=== EXERCISE ===
Leave out all pictures while repeating the records exactly and completely.

=== PROVIDED INFORMATION ===
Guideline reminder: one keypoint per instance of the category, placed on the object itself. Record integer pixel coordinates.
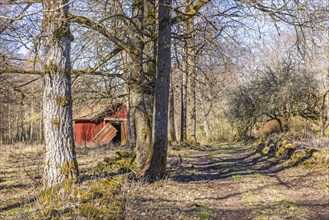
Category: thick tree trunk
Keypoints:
(61, 163)
(183, 131)
(203, 114)
(138, 112)
(172, 129)
(156, 166)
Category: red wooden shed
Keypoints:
(101, 124)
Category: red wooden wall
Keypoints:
(84, 131)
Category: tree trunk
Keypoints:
(61, 163)
(203, 113)
(183, 132)
(139, 116)
(172, 130)
(156, 165)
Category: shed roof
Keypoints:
(97, 112)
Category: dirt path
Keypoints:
(227, 182)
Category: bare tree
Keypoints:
(61, 162)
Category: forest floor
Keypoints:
(230, 182)
(224, 181)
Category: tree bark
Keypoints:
(172, 130)
(61, 163)
(139, 116)
(156, 165)
(203, 113)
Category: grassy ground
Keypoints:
(214, 182)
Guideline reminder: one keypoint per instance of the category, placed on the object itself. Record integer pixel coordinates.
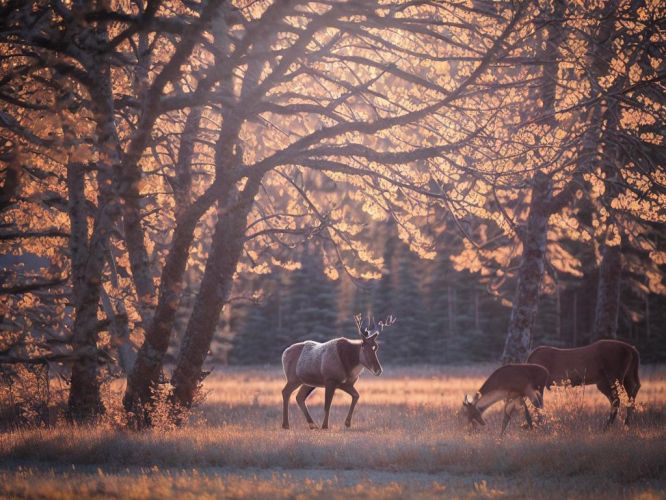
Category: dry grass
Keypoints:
(406, 440)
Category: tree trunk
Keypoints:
(84, 399)
(526, 301)
(226, 248)
(148, 365)
(534, 236)
(608, 294)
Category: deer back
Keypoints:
(515, 378)
(319, 362)
(586, 365)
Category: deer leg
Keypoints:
(508, 411)
(528, 417)
(302, 395)
(631, 385)
(607, 390)
(286, 394)
(349, 389)
(328, 399)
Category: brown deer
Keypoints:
(335, 364)
(604, 363)
(511, 383)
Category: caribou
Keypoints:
(513, 384)
(335, 364)
(606, 363)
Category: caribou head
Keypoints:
(471, 411)
(369, 346)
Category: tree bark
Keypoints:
(608, 294)
(534, 236)
(85, 401)
(227, 245)
(148, 365)
(526, 301)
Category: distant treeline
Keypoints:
(444, 316)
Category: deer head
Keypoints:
(369, 346)
(471, 411)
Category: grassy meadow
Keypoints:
(406, 440)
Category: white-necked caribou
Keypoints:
(605, 363)
(335, 364)
(512, 384)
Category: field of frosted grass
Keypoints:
(406, 439)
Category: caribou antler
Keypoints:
(358, 319)
(387, 322)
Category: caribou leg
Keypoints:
(286, 394)
(508, 412)
(328, 399)
(302, 395)
(607, 390)
(528, 417)
(349, 389)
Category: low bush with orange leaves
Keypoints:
(407, 438)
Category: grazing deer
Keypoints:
(335, 364)
(511, 383)
(604, 363)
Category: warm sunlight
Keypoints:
(194, 194)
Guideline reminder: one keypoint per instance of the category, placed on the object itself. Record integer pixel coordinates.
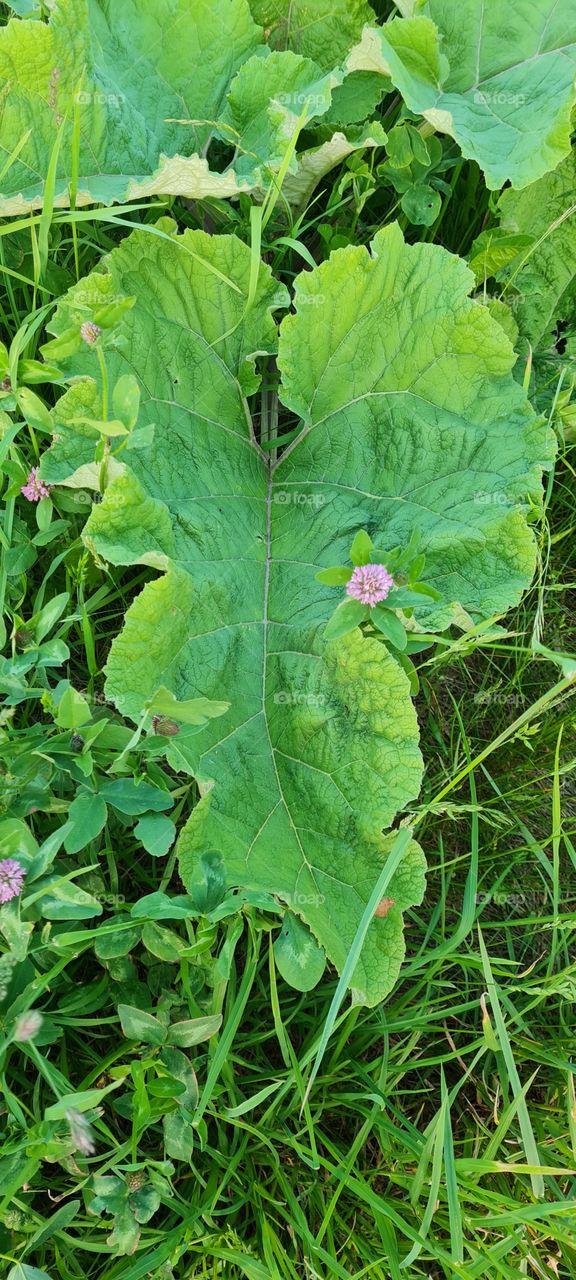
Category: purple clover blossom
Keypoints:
(370, 584)
(12, 878)
(35, 488)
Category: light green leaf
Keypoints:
(161, 942)
(287, 796)
(126, 401)
(195, 711)
(63, 900)
(87, 814)
(543, 273)
(497, 78)
(323, 30)
(421, 375)
(156, 832)
(140, 1025)
(127, 73)
(268, 99)
(361, 548)
(193, 1031)
(73, 709)
(315, 163)
(346, 617)
(135, 798)
(297, 954)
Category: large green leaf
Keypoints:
(323, 30)
(319, 749)
(126, 103)
(542, 286)
(412, 420)
(124, 71)
(497, 77)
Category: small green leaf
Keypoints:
(160, 906)
(118, 942)
(112, 426)
(389, 625)
(163, 944)
(87, 814)
(193, 1031)
(135, 798)
(298, 956)
(73, 709)
(361, 548)
(64, 346)
(337, 576)
(421, 204)
(33, 410)
(195, 711)
(140, 1025)
(346, 617)
(126, 400)
(156, 833)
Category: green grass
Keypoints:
(438, 1138)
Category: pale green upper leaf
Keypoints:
(270, 97)
(323, 30)
(542, 287)
(127, 69)
(319, 748)
(497, 77)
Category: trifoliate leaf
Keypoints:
(498, 78)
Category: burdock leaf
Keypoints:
(319, 748)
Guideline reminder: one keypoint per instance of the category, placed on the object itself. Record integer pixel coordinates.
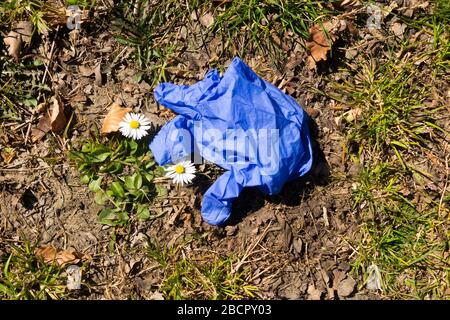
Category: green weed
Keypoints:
(25, 277)
(200, 275)
(120, 173)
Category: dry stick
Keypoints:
(249, 252)
(446, 183)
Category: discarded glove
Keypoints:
(243, 124)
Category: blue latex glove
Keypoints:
(243, 124)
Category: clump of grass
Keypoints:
(20, 86)
(151, 28)
(25, 277)
(404, 228)
(407, 238)
(120, 172)
(261, 24)
(392, 116)
(200, 274)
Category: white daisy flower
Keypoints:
(134, 126)
(181, 173)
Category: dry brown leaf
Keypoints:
(15, 38)
(346, 287)
(98, 75)
(54, 120)
(207, 20)
(85, 71)
(7, 155)
(114, 117)
(51, 255)
(319, 44)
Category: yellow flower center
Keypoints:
(179, 169)
(134, 124)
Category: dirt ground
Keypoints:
(300, 244)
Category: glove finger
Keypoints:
(218, 199)
(173, 142)
(184, 100)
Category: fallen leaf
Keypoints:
(346, 287)
(51, 255)
(207, 20)
(85, 71)
(398, 28)
(54, 120)
(114, 117)
(21, 33)
(319, 43)
(313, 293)
(7, 155)
(98, 75)
(156, 296)
(374, 279)
(73, 277)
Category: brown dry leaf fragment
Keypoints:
(7, 155)
(319, 43)
(14, 39)
(346, 287)
(207, 20)
(114, 117)
(398, 29)
(313, 293)
(85, 71)
(54, 120)
(57, 117)
(51, 255)
(98, 75)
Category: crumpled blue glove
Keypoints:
(243, 124)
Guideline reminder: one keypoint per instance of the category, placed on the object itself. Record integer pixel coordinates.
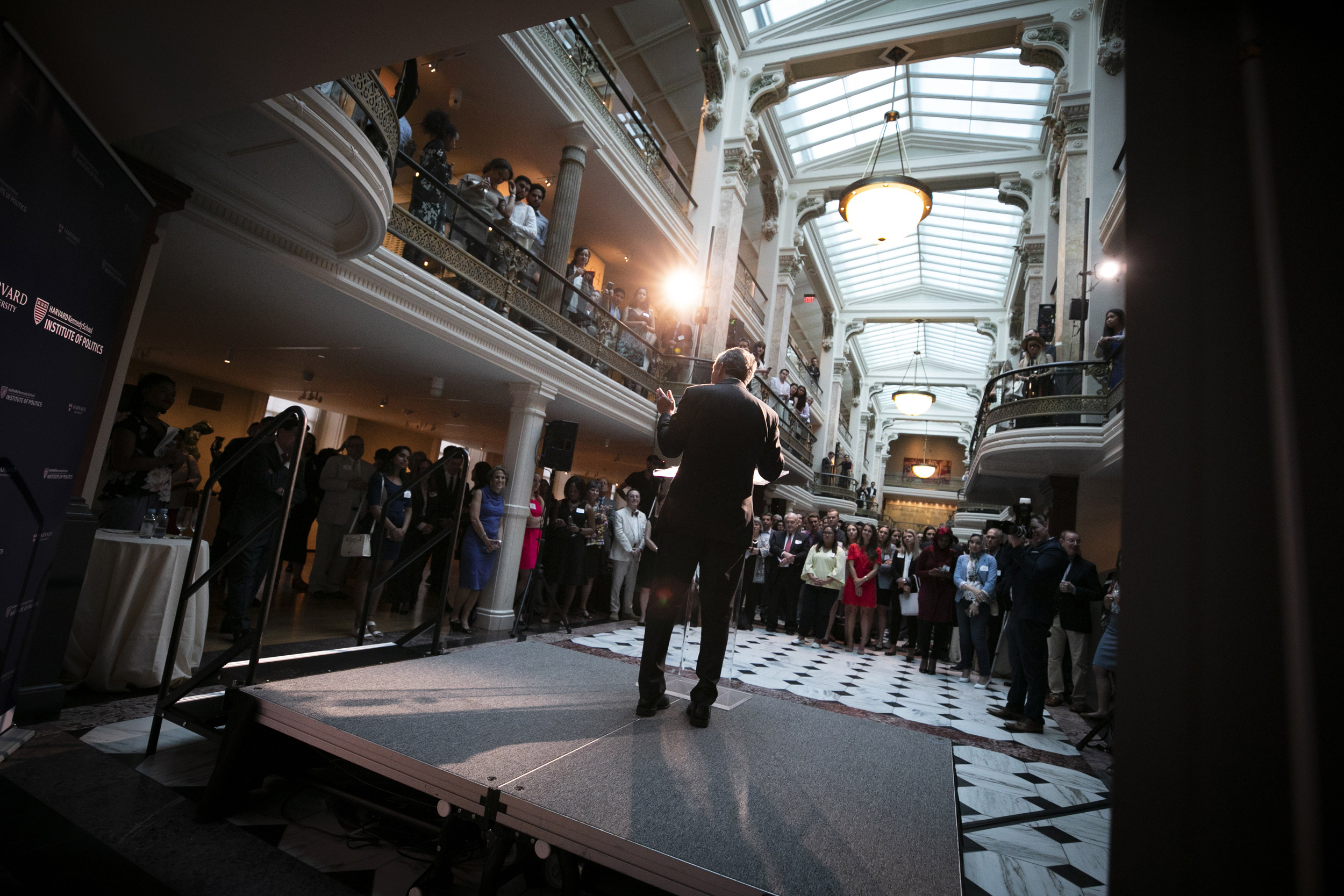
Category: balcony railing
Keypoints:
(1046, 396)
(795, 434)
(928, 485)
(364, 103)
(480, 259)
(571, 47)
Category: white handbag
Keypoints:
(910, 604)
(358, 544)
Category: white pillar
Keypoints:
(525, 429)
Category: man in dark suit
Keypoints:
(1073, 623)
(259, 488)
(725, 436)
(1039, 567)
(999, 548)
(784, 574)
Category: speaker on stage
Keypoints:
(558, 445)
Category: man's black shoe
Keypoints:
(698, 714)
(646, 709)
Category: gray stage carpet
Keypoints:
(773, 797)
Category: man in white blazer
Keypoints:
(343, 480)
(631, 531)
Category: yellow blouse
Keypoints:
(827, 566)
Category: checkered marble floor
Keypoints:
(1065, 856)
(871, 683)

=== RESPONSE ===
Guideline reminder: one keypoint per instance of the category, placed on the object itself. Record integer pixel coordinates.
Category: thick tree trunk
Keypoints:
(61, 163)
(183, 131)
(203, 114)
(138, 112)
(172, 129)
(156, 166)
Category: red wooden shed
Keypoints:
(101, 124)
Category: red wooden wall
Keypoints:
(84, 131)
Category: tree trunk
Keypoints:
(61, 163)
(203, 113)
(183, 132)
(139, 116)
(172, 130)
(156, 165)
Category: shed roof
Keypoints:
(97, 112)
Category: dirt path
Keypoints:
(227, 182)
Category: bare tree
Keypoints:
(61, 162)
Category: forest floor
Keypoints:
(230, 182)
(224, 181)
Category: tree bark
Keypoints:
(172, 130)
(61, 163)
(139, 116)
(156, 165)
(203, 113)
Category: grassy ground
Keypoints:
(214, 182)
Guideline reminder: one keypoint per instance of the category, placed on the object itself. Record integer pixel coordinates.
Category: dry grass
Keypoints:
(406, 440)
Category: tree trunk
Keypoints:
(84, 399)
(526, 301)
(226, 248)
(148, 365)
(534, 236)
(608, 294)
Category: deer back
Keypoints:
(515, 378)
(319, 362)
(586, 365)
Category: deer leg
Keypoints:
(508, 411)
(528, 417)
(302, 395)
(631, 385)
(607, 390)
(286, 394)
(349, 389)
(328, 399)
Category: brown deer
Keypoints:
(335, 364)
(604, 363)
(511, 383)
Category: caribou
Keypoints:
(513, 384)
(335, 364)
(606, 363)
Category: caribou head
Keypoints:
(471, 411)
(369, 346)
Category: tree bark
Keypoints:
(608, 294)
(534, 236)
(85, 401)
(227, 245)
(148, 365)
(526, 301)
Category: distant treeline
Keypoints:
(444, 316)
Category: deer head
Keypoints:
(369, 346)
(471, 411)
Category: grassy meadow
Keypoints:
(406, 440)
Category: white-necked caribou
Keypoints:
(605, 363)
(335, 364)
(512, 384)
Category: field of frosted grass
Keypoints:
(406, 439)
Category: caribou antler
Keypoints:
(358, 319)
(387, 322)
Category: caribou leg
Keypoints:
(286, 394)
(508, 412)
(328, 399)
(302, 395)
(607, 390)
(528, 417)
(349, 389)
Category: low bush with orange leaves
Keypoints:
(407, 438)
Category: grazing deer
Keypoints:
(335, 364)
(511, 383)
(604, 363)
Category: warm sunlight
Keypoints:
(194, 194)
Guideline reminder: one keypoint per instance of the category, placed on the object itself. Record integer pixel coordinates.
Category: purple clover blossom
Keypoints:
(370, 584)
(12, 878)
(35, 488)
Category: light green leaf
Keypoints:
(161, 942)
(287, 796)
(126, 401)
(195, 711)
(63, 900)
(87, 814)
(543, 273)
(497, 78)
(323, 30)
(421, 375)
(156, 832)
(140, 1025)
(127, 73)
(268, 99)
(361, 548)
(193, 1031)
(73, 709)
(315, 163)
(346, 617)
(135, 798)
(297, 954)
Category: large green leaf
Keypoints:
(323, 30)
(319, 749)
(126, 103)
(542, 286)
(412, 420)
(124, 71)
(497, 77)
Category: small green leaf
Keypoints:
(160, 906)
(118, 942)
(112, 426)
(389, 625)
(163, 944)
(87, 814)
(193, 1031)
(135, 798)
(298, 956)
(73, 709)
(361, 548)
(64, 346)
(337, 576)
(421, 204)
(33, 410)
(195, 711)
(140, 1025)
(346, 617)
(126, 400)
(156, 833)
Category: green grass
Keypoints:
(438, 1138)
Category: pale green upper leaf
Keypoints:
(270, 97)
(323, 30)
(542, 287)
(127, 69)
(319, 748)
(497, 77)
Category: trifoliate leaf
Keypoints:
(498, 78)
Category: burdock leaf
Keypoints:
(319, 748)
Guideline reminder: one keypoint per instance of the category, placed on the object itself. Record integer pixel coordinates.
Category: green weed
Keypoints:
(25, 277)
(200, 275)
(120, 173)
Category: dry stick
Keypoints:
(249, 252)
(446, 183)
Category: discarded glove
Keypoints:
(243, 124)
Category: blue latex glove
Keypoints:
(243, 124)
Category: clump of grass
Keypoints:
(20, 86)
(151, 28)
(25, 277)
(404, 228)
(407, 238)
(120, 172)
(261, 24)
(392, 116)
(200, 274)
Category: white daisy flower
Keypoints:
(134, 126)
(181, 173)
Category: dry brown leaf
Keypoints:
(15, 38)
(346, 287)
(98, 75)
(54, 120)
(207, 20)
(85, 71)
(7, 155)
(114, 117)
(51, 255)
(319, 44)
Category: yellow flower center
Keypoints:
(179, 169)
(134, 124)
Category: dirt ground
Keypoints:
(300, 244)
Category: glove finger
Keypoints:
(218, 199)
(173, 142)
(184, 100)
Category: fallen leaf
Keypoints:
(346, 287)
(51, 255)
(207, 20)
(85, 71)
(398, 28)
(54, 120)
(114, 117)
(21, 33)
(319, 43)
(313, 293)
(7, 155)
(98, 75)
(156, 296)
(374, 279)
(73, 277)
Category: brown dry leaf fragment
Keypoints:
(7, 155)
(319, 43)
(14, 39)
(346, 287)
(207, 20)
(114, 117)
(398, 29)
(313, 293)
(85, 71)
(54, 120)
(57, 117)
(51, 255)
(98, 75)
Category: crumpled blue glove
Keypoints:
(243, 124)
Guideline reminder: one keypoint per instance of the category, placed on the object itself. Record integer pixel coordinates.
Category: balcony railing
Keypoints:
(1046, 396)
(795, 434)
(928, 485)
(364, 103)
(480, 259)
(571, 47)
Category: white handbag
Keypoints:
(910, 604)
(358, 544)
Category: white pillar
Keypoints:
(525, 429)
Category: man in dark suit
Keypoints:
(1073, 623)
(259, 488)
(725, 436)
(1039, 567)
(999, 548)
(784, 574)
Category: speaker on stage
Keypoints:
(558, 445)
Category: man's black shoe
Keypoints:
(698, 714)
(646, 709)
Category: gray stage carpet
Keypoints:
(773, 797)
Category: man in white blazer
Keypoints:
(343, 480)
(631, 531)
Category: yellow blouse
Keypoints:
(827, 566)
Category: checkered marble floor
Keypoints:
(1065, 856)
(871, 683)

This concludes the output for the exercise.